■ Stated problem ■
From the passage on the reversing spaceship, extract word for word the stretch from "From the point of view of the aliens, the" through "factor of (c+v)/(c-v).".
══ Extracted text
Note that this has nothing particularly to do with Lorentz contraction. It is simply difference in the distance co-ordinate for a given point in spacetime under two different Lorentz transformations; for velocity v and velocity -v.

You can also get a different way of looking at the same thing, from the point of view of aliens on the star watching the spaceship suddenly reverse direction. The spaceship has a little pinhole camera which is capturing light from the Earth. The size of the image on the back of the camera suddenly reduces when the ship reverses direction. (And note that the size of the image is transverse to motion, and is the same for the aliens as for the space ship; no Lorentz contraction involved.)

From the point of view of the travelers, the smaller size is because of a larger distance to Earth.

From the point of view of the aliens, the smaller size is because the camera is now moving into the stream of light from the Earth. The back of the camera moves towards the point where the pin hole used to be, and so the effective length of the camera is reduced, making a much smaller image. If the camera is length d, and moving away from incoming light at velocity v/c, then the light entering the pin hole has to travel a distance (1+v/c)d before it hits the back of the camera. When it reverses, the distance is (1-v/c)d, and the image is smaller by a factor of (c+v)/(c-v).

Lorentz contraction doesn't come into this either, because although "d" is along the direction of motion, it is equally "contracted" for +v and -v.
════
══ Collected data
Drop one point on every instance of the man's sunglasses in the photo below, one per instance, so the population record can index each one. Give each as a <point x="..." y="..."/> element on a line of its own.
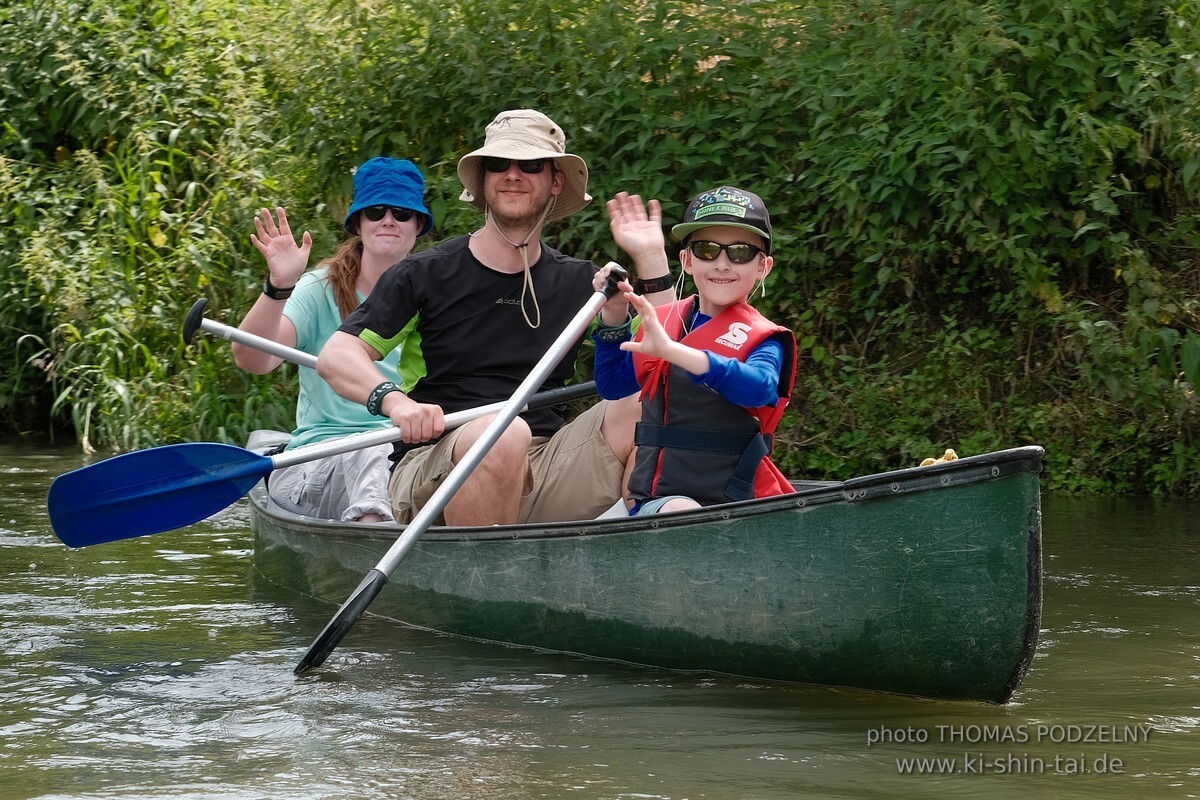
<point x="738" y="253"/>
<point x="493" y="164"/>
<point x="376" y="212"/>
════
■ Solution for this problem ■
From the point of view of the aliens, the smaller size is because the camera is now moving into the stream of light from the Earth. The back of the camera moves towards the point where the pin hole used to be, and so the effective length of the camera is reduced, making a much smaller image. If the camera is length d, and moving away from incoming light at velocity v/c, then the light entering the pin hole has to travel a distance (1+v/c)d before it hits the back of the camera. When it reverses, the distance is (1-v/c)d, and the image is smaller by a factor of (c+v)/(c-v).